▶ Exercise
Copy each line below that contains "railing".

▶ Records to use
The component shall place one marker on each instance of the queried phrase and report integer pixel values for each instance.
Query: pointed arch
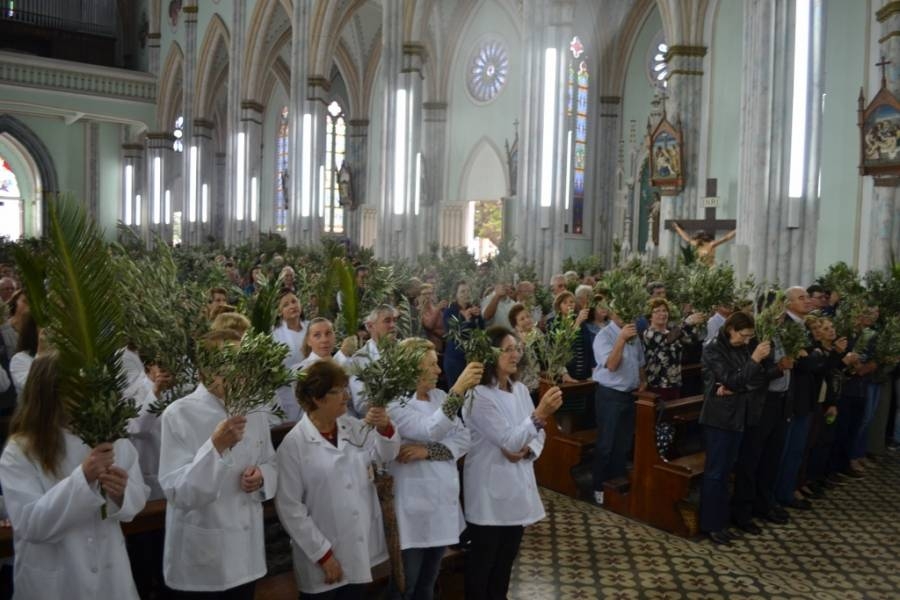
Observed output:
(484, 173)
(257, 53)
(37, 152)
(170, 88)
(217, 39)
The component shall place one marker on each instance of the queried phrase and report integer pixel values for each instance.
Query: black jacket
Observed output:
(731, 366)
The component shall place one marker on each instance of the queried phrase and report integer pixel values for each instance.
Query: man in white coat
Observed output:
(381, 323)
(215, 472)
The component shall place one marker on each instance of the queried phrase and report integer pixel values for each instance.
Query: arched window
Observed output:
(335, 149)
(576, 110)
(281, 170)
(657, 67)
(178, 133)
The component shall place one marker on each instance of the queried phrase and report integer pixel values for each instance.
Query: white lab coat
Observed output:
(294, 341)
(361, 358)
(214, 530)
(497, 491)
(145, 432)
(63, 548)
(326, 500)
(426, 493)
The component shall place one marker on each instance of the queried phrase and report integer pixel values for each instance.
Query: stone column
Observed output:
(132, 156)
(684, 107)
(883, 221)
(217, 194)
(539, 234)
(202, 139)
(357, 158)
(607, 128)
(158, 146)
(298, 107)
(235, 86)
(776, 234)
(390, 226)
(91, 168)
(413, 240)
(434, 156)
(190, 222)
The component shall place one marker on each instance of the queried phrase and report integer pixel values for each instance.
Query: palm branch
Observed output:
(74, 294)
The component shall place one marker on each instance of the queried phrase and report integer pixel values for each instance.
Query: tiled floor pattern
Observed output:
(847, 548)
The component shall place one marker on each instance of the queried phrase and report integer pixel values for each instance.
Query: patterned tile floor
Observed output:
(847, 548)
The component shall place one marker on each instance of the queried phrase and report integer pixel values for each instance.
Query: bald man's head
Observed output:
(797, 300)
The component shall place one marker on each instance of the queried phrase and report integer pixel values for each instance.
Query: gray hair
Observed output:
(379, 311)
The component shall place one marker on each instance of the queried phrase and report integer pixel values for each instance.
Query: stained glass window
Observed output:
(178, 133)
(488, 70)
(335, 150)
(657, 67)
(576, 108)
(281, 170)
(9, 185)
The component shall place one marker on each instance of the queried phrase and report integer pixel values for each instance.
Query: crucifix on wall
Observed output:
(700, 233)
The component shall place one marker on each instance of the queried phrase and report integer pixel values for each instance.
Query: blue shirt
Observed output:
(627, 377)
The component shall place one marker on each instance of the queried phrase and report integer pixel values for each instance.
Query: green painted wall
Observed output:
(110, 176)
(845, 43)
(725, 57)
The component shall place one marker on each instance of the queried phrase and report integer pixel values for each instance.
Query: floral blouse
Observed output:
(662, 351)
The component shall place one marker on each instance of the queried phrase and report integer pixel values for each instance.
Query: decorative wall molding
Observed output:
(77, 78)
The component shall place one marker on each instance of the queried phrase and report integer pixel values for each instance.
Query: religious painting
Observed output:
(879, 124)
(666, 169)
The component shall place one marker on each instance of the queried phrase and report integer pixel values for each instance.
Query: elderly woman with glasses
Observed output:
(735, 381)
(500, 490)
(326, 499)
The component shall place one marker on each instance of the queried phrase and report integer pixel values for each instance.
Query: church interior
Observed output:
(762, 134)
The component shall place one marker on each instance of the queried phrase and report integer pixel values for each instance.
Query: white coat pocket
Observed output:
(35, 584)
(202, 547)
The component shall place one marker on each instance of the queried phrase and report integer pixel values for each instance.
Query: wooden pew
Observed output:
(657, 489)
(569, 440)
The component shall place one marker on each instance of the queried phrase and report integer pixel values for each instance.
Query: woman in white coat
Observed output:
(326, 499)
(216, 472)
(500, 489)
(290, 331)
(426, 480)
(319, 344)
(52, 486)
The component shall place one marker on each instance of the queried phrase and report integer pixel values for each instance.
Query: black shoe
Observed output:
(809, 492)
(800, 504)
(720, 538)
(777, 515)
(748, 527)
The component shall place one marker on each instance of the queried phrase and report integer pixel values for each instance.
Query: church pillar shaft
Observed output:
(233, 143)
(607, 126)
(434, 159)
(684, 107)
(776, 232)
(541, 226)
(204, 176)
(298, 121)
(357, 157)
(191, 225)
(883, 226)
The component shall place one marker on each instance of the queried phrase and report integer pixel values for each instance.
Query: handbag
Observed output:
(665, 432)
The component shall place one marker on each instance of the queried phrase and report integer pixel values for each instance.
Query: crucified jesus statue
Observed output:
(704, 243)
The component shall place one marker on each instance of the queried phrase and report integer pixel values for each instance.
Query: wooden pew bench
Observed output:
(570, 438)
(657, 490)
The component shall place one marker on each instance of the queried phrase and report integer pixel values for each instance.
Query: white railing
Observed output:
(61, 75)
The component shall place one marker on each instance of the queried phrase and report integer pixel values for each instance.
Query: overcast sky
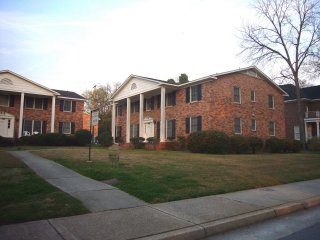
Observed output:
(75, 44)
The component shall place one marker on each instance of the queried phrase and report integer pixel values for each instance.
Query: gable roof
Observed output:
(30, 81)
(68, 94)
(307, 93)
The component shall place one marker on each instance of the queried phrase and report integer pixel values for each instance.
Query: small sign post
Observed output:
(94, 120)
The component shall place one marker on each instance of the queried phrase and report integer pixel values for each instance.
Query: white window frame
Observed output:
(8, 98)
(235, 95)
(296, 132)
(274, 129)
(272, 101)
(62, 130)
(32, 126)
(254, 96)
(255, 125)
(64, 106)
(195, 90)
(234, 126)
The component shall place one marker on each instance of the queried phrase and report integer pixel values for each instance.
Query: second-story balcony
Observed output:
(312, 114)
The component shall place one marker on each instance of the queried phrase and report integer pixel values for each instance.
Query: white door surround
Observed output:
(6, 125)
(148, 127)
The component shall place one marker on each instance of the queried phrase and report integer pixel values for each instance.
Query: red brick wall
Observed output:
(218, 109)
(45, 115)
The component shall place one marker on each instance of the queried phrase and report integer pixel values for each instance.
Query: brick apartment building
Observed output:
(310, 104)
(43, 110)
(243, 101)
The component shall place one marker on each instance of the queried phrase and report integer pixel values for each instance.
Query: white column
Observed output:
(53, 113)
(162, 116)
(21, 115)
(141, 116)
(128, 120)
(113, 122)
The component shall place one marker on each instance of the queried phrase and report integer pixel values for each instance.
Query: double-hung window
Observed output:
(237, 126)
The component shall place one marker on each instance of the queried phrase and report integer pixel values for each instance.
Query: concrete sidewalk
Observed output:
(186, 219)
(95, 195)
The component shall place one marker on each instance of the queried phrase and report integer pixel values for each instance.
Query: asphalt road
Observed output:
(303, 225)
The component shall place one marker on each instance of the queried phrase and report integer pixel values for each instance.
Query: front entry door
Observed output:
(149, 129)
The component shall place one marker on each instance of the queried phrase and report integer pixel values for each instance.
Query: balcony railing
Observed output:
(312, 114)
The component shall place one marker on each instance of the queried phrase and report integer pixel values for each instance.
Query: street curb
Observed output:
(203, 230)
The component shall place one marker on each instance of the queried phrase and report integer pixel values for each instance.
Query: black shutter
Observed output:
(187, 95)
(174, 128)
(44, 127)
(187, 125)
(158, 101)
(73, 126)
(152, 103)
(45, 103)
(61, 105)
(11, 100)
(199, 123)
(60, 127)
(73, 106)
(158, 130)
(199, 92)
(174, 94)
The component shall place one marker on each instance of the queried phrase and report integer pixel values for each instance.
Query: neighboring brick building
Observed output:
(243, 101)
(43, 110)
(310, 105)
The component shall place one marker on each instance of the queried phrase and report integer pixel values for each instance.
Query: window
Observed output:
(253, 125)
(31, 127)
(119, 110)
(134, 130)
(272, 128)
(237, 126)
(171, 99)
(271, 101)
(4, 100)
(35, 103)
(135, 107)
(171, 129)
(193, 93)
(296, 130)
(253, 96)
(67, 106)
(66, 127)
(193, 124)
(236, 95)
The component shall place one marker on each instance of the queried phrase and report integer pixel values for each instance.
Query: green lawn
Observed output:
(25, 197)
(166, 175)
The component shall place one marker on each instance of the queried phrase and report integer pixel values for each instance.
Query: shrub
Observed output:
(239, 144)
(275, 145)
(208, 142)
(138, 142)
(314, 144)
(255, 144)
(105, 139)
(6, 142)
(82, 137)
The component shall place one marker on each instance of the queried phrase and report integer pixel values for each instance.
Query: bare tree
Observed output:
(287, 33)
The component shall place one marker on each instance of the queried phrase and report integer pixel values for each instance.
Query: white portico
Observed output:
(140, 102)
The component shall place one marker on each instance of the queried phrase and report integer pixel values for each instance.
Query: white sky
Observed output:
(105, 43)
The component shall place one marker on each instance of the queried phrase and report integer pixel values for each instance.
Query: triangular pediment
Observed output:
(12, 82)
(135, 85)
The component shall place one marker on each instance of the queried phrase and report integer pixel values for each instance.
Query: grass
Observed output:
(166, 175)
(25, 197)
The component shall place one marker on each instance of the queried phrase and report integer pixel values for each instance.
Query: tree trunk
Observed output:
(300, 114)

▶ Result of the task
Query: white railing
Query: balcony railing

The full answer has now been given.